■ YOUR OBJECTIVE ■
Swap every "Labeling instructions" in the rows for "Annotation guidelines" and reproduce the rows with no other changes. Omit the pictures from your answer.

Image annotation data:
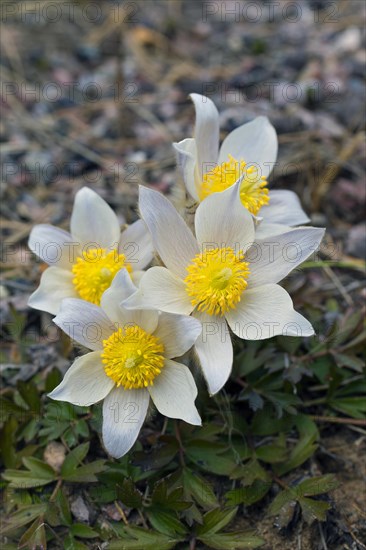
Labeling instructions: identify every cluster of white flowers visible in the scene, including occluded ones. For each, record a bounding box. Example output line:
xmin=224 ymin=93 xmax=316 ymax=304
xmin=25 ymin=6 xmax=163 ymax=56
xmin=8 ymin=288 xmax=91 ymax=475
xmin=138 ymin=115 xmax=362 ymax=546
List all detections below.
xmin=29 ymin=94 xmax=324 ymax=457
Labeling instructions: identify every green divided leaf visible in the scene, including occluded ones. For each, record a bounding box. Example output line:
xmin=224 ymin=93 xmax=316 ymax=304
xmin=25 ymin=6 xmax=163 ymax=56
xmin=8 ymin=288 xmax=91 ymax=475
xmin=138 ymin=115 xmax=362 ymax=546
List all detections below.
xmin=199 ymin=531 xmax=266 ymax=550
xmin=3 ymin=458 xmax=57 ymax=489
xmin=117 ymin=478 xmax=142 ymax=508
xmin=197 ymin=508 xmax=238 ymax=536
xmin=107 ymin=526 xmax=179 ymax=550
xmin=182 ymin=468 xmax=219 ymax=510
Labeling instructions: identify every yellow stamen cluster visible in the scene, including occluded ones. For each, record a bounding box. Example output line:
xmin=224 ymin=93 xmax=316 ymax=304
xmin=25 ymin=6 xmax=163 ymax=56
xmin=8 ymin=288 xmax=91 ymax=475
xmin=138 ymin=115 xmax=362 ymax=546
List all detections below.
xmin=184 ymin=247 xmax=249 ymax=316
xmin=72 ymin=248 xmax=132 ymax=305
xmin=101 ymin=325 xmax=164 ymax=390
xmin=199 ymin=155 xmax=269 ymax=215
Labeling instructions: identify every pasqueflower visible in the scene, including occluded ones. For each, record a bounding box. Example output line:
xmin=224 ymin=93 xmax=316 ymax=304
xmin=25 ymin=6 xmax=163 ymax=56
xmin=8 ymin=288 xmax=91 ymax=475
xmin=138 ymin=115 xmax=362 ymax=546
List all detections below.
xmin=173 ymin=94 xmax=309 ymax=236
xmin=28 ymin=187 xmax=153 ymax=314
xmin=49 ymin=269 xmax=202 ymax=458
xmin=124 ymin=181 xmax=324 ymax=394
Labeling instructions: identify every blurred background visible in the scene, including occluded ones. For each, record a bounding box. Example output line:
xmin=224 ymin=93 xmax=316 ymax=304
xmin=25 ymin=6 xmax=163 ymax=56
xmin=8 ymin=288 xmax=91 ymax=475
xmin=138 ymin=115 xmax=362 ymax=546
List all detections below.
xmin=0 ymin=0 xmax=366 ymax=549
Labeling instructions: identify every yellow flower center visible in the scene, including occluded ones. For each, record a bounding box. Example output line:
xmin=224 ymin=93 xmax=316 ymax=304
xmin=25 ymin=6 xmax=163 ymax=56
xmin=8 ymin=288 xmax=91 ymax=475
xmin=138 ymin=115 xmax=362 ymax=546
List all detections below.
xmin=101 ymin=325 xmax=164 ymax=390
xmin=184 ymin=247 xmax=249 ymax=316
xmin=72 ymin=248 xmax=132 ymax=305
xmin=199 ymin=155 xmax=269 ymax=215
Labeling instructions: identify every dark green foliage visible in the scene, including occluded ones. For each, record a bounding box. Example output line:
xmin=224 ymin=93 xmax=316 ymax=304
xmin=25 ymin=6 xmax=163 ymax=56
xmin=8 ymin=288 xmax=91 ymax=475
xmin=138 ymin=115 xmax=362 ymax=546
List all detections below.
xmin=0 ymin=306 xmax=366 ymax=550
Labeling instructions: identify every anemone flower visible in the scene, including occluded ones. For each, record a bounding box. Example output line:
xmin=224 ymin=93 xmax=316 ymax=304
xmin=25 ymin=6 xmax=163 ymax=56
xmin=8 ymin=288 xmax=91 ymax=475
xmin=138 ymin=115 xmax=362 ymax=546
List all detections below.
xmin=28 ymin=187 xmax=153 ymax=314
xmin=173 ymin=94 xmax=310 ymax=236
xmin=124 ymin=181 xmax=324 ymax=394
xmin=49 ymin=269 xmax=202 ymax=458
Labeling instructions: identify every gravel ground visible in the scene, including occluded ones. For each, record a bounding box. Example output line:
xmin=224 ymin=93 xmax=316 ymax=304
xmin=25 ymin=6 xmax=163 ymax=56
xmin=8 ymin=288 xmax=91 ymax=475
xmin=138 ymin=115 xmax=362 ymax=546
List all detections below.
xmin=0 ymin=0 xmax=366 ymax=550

■ SOLVED EXERCISE ■
Annotation guidelines: identify every cluster of white flowers visible in the scene, including occluded ones. For each, record a bounding box. Example output line:
xmin=224 ymin=93 xmax=316 ymax=304
xmin=25 ymin=6 xmax=163 ymax=56
xmin=8 ymin=288 xmax=91 ymax=475
xmin=138 ymin=115 xmax=362 ymax=546
List all detections below.
xmin=29 ymin=94 xmax=324 ymax=457
Annotation guidelines: identify every green divided leaf visible in the scene, including occluded ones. For each, record a bounding box. Example output line:
xmin=224 ymin=93 xmax=316 ymax=304
xmin=25 ymin=6 xmax=163 ymax=56
xmin=8 ymin=288 xmax=91 ymax=475
xmin=138 ymin=115 xmax=362 ymax=546
List all detections below.
xmin=199 ymin=531 xmax=266 ymax=550
xmin=3 ymin=458 xmax=57 ymax=489
xmin=117 ymin=478 xmax=142 ymax=508
xmin=197 ymin=508 xmax=238 ymax=536
xmin=107 ymin=526 xmax=179 ymax=550
xmin=182 ymin=468 xmax=219 ymax=510
Annotation guidelines: identify every yellow stamen cluster visible in the scene, including occluded ones. For each, record a bounding box. Example output line:
xmin=224 ymin=93 xmax=316 ymax=304
xmin=25 ymin=6 xmax=163 ymax=56
xmin=8 ymin=288 xmax=91 ymax=475
xmin=138 ymin=115 xmax=362 ymax=546
List all detections below.
xmin=184 ymin=247 xmax=249 ymax=316
xmin=72 ymin=248 xmax=132 ymax=305
xmin=101 ymin=325 xmax=164 ymax=390
xmin=199 ymin=155 xmax=269 ymax=215
Annotation guidelines: identify every pasqueflower visible in the scene, including occluded ones. For each, record a bounding box. Example output line:
xmin=224 ymin=93 xmax=316 ymax=304
xmin=25 ymin=6 xmax=163 ymax=56
xmin=8 ymin=288 xmax=91 ymax=475
xmin=138 ymin=115 xmax=362 ymax=546
List all detections below.
xmin=173 ymin=94 xmax=309 ymax=236
xmin=28 ymin=187 xmax=153 ymax=314
xmin=49 ymin=269 xmax=202 ymax=458
xmin=124 ymin=181 xmax=324 ymax=394
Annotation guidelines: identify every blurred background visible in the scene, including occluded ones. For each, record a bounding box. Example output line:
xmin=224 ymin=93 xmax=316 ymax=304
xmin=25 ymin=6 xmax=163 ymax=56
xmin=8 ymin=288 xmax=91 ymax=475
xmin=138 ymin=115 xmax=362 ymax=546
List all detections below.
xmin=0 ymin=0 xmax=366 ymax=549
Annotation guidelines: identify every yellow flower center visible in the scene, including occluded ones. For each, record a bounding box. Example output line:
xmin=224 ymin=93 xmax=316 ymax=304
xmin=25 ymin=6 xmax=163 ymax=56
xmin=8 ymin=288 xmax=91 ymax=475
xmin=138 ymin=115 xmax=362 ymax=546
List all detections below.
xmin=101 ymin=325 xmax=164 ymax=390
xmin=184 ymin=247 xmax=249 ymax=316
xmin=72 ymin=248 xmax=132 ymax=305
xmin=199 ymin=155 xmax=269 ymax=215
Annotation guidelines: identify every dark green foliage visible in the scene, including occluded ones. For each, record a bounding box. Example output line:
xmin=224 ymin=93 xmax=316 ymax=304
xmin=25 ymin=6 xmax=163 ymax=56
xmin=8 ymin=288 xmax=91 ymax=475
xmin=138 ymin=115 xmax=362 ymax=546
List all detections below.
xmin=0 ymin=306 xmax=366 ymax=550
Annotation guidelines: identify every anemone flower visible in the scene, including occluded ones. For each, record a bounding box. Example output line:
xmin=224 ymin=93 xmax=316 ymax=304
xmin=25 ymin=6 xmax=163 ymax=56
xmin=8 ymin=288 xmax=91 ymax=475
xmin=138 ymin=115 xmax=362 ymax=546
List all detections below.
xmin=28 ymin=187 xmax=153 ymax=314
xmin=173 ymin=94 xmax=310 ymax=236
xmin=124 ymin=181 xmax=324 ymax=394
xmin=49 ymin=269 xmax=202 ymax=458
Annotation guidelines: identify every gravel ground visible in the scene, including occluded ones. For each, record a bounding box. Example output line:
xmin=224 ymin=93 xmax=316 ymax=304
xmin=25 ymin=6 xmax=163 ymax=56
xmin=8 ymin=288 xmax=91 ymax=475
xmin=138 ymin=115 xmax=362 ymax=546
List all detections below.
xmin=0 ymin=0 xmax=366 ymax=550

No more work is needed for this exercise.